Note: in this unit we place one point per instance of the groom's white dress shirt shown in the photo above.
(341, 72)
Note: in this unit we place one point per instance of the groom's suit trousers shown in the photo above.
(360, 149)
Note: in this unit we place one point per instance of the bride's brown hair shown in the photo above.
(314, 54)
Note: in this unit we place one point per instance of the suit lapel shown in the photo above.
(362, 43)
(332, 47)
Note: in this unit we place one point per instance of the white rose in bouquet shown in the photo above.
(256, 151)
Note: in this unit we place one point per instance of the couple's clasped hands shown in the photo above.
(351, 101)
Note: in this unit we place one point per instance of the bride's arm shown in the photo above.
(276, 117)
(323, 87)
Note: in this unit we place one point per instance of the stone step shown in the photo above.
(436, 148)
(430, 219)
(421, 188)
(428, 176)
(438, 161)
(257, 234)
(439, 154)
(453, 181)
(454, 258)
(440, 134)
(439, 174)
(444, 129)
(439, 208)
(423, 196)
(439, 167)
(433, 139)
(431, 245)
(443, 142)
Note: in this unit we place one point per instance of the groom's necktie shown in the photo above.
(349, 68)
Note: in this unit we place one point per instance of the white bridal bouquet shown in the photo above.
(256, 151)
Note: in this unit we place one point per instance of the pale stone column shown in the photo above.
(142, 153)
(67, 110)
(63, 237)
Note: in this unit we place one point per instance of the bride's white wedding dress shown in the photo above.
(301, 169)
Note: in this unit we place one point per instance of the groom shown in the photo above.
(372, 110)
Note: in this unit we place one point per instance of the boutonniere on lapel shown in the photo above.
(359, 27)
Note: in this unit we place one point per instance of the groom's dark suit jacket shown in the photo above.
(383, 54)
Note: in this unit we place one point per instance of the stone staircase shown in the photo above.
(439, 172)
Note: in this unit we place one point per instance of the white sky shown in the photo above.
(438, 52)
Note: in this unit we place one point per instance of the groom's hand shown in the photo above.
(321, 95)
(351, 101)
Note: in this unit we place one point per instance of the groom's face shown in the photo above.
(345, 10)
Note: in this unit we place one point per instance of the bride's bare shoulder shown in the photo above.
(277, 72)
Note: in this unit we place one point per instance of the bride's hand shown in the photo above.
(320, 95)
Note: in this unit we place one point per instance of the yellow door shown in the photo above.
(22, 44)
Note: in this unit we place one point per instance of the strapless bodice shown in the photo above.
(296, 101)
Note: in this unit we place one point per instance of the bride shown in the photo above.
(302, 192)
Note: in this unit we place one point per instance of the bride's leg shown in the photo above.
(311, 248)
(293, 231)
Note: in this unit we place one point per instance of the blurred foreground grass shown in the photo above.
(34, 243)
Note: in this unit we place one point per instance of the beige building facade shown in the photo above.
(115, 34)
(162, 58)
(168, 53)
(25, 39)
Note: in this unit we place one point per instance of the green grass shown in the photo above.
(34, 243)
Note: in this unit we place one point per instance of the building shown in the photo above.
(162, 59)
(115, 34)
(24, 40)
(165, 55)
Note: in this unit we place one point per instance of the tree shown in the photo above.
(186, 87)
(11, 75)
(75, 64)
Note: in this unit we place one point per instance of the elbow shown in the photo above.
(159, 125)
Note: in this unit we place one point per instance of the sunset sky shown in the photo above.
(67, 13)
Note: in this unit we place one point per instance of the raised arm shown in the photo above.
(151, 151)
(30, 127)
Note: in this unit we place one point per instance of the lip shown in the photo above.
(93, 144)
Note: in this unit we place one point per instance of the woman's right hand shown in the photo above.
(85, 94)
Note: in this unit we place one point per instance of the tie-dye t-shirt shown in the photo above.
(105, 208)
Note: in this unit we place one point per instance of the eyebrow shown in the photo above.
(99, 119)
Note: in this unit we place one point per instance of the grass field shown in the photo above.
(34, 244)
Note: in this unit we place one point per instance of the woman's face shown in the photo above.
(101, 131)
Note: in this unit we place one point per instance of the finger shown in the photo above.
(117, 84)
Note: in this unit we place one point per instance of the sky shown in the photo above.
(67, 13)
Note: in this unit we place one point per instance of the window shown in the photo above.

•••••

The records above should be restated word for word, please.

### IN RESPONSE
Note: in this unit we place one point per instance of the groom's white dress shirt shown in the photo above.
(341, 72)
Note: in this unit we place one point per instance of the groom's suit trousers shown in the photo above.
(360, 149)
Note: in this unit we place one point per instance of the bride's brown hair shown in the photo above.
(314, 54)
Note: in this unit we place one point per instance of the suit lapel shown in the photo above.
(362, 43)
(332, 47)
Note: in this unit we place one point per instance of the white rose in bouquet shown in the photo above.
(256, 151)
Note: in this unit we place one point per instance of the couple's clasped hands shown in the photo above.
(351, 101)
Note: in this unit we place one point per instance of the bride's arm shown in the photo above.
(276, 117)
(323, 87)
Note: in this unit we place one point per instance of the stone step shown in the photo above.
(436, 148)
(430, 219)
(421, 188)
(428, 176)
(438, 161)
(257, 234)
(439, 154)
(453, 181)
(454, 258)
(440, 134)
(439, 174)
(444, 129)
(439, 208)
(423, 196)
(439, 167)
(433, 139)
(431, 245)
(443, 142)
Note: in this unit we place one point per instance of the groom's necktie shown in the photo above.
(349, 68)
Note: in this unit we place one point per instance of the white bridal bouquet shown in the photo above.
(256, 151)
Note: in this unit we place one point per instance of the pale stone column shown in the photo above.
(142, 153)
(67, 110)
(63, 237)
Note: in this unit we place one point per instance of the bride's white wedding dress shown in the photo above.
(301, 169)
Note: in this unit we place one point per instance of the groom shown in the photo above.
(372, 110)
Note: in this unit we place one point per instance of the boutonniere on lapel shown in the photo above.
(359, 27)
Note: in this unit we place one point per instance of the groom's dark suit jacket shown in the photo above.
(383, 54)
Note: in this unit we place one point per instance of the stone staircase shown in the photo above.
(439, 172)
Note: in this unit we place one point per instance of the white sky shown in the photo above.
(438, 52)
Note: in this unit we place one point per instance of the groom's hand shown in the photo above.
(321, 95)
(351, 101)
Note: in this unit we place one point per instance of the groom's face shown in the photo above.
(345, 10)
Note: in this unit we place one point per instance of the bride's bare shoulder shown in the photo above.
(277, 72)
Note: in this unit we place one point per instance of the bride's hand shown in the photo above.
(320, 95)
Note: in this unit we place one point per instance of the yellow door shown in the photo above.
(22, 44)
Note: in this unit we place one point per instance of the strapless bodice shown in the photo above.
(296, 101)
Note: in this unit we place one point per instance of the bride shown in the photo above.
(302, 192)
Note: in this unit we place one point per instance of the bride's leg shown in the photo above.
(311, 248)
(293, 231)
Note: in this unit we place one point per instance of the blurred foreground grass shown in the photo above.
(34, 243)
Note: in this unit we place one point per instance of the beige building facade shown in the photo above.
(115, 34)
(162, 58)
(168, 53)
(25, 39)
Note: in this unit we place one point per instance of the green grass shown in the photo above.
(34, 243)
Note: in this unit we place one point per instance of the building shown in the photo above.
(162, 59)
(115, 34)
(24, 40)
(165, 55)
Note: in this unit we place one point per instance of the tree shown in the photo above.
(186, 87)
(11, 75)
(75, 64)
Note: in this unit we place one point per instance of the elbow shown in the photo above.
(159, 125)
Note: in this unit we place one point per instance of the sunset sky shown in the photo above.
(67, 13)
Note: in this unit we place one point per instance of the raised arm shown in the photo above.
(151, 151)
(30, 127)
Note: in this unit we place one point per instance of the lip shown in the photo above.
(93, 144)
Note: in this unit we place one point per instance of the woman's right hand shown in the photo above.
(85, 94)
Note: in this unit we place one point per instance of the tie-dye t-shirt shown in the photo above.
(105, 208)
Note: in this unit we place one point per instance of the eyebrow shown in the photo above.
(99, 119)
Note: in this unit we place one point per instance of the grass field shown in the photo above.
(34, 244)
Note: in this unit we place one point per instance of the woman's face shown in the photo above.
(101, 131)
Note: in this unit we place one point per instance of the finger shown in the photo above.
(117, 84)
Note: in this unit we place one point per instance of the sky shown in the photo above.
(67, 13)
Note: in this unit we place one point per instance of the window shown in the photo above.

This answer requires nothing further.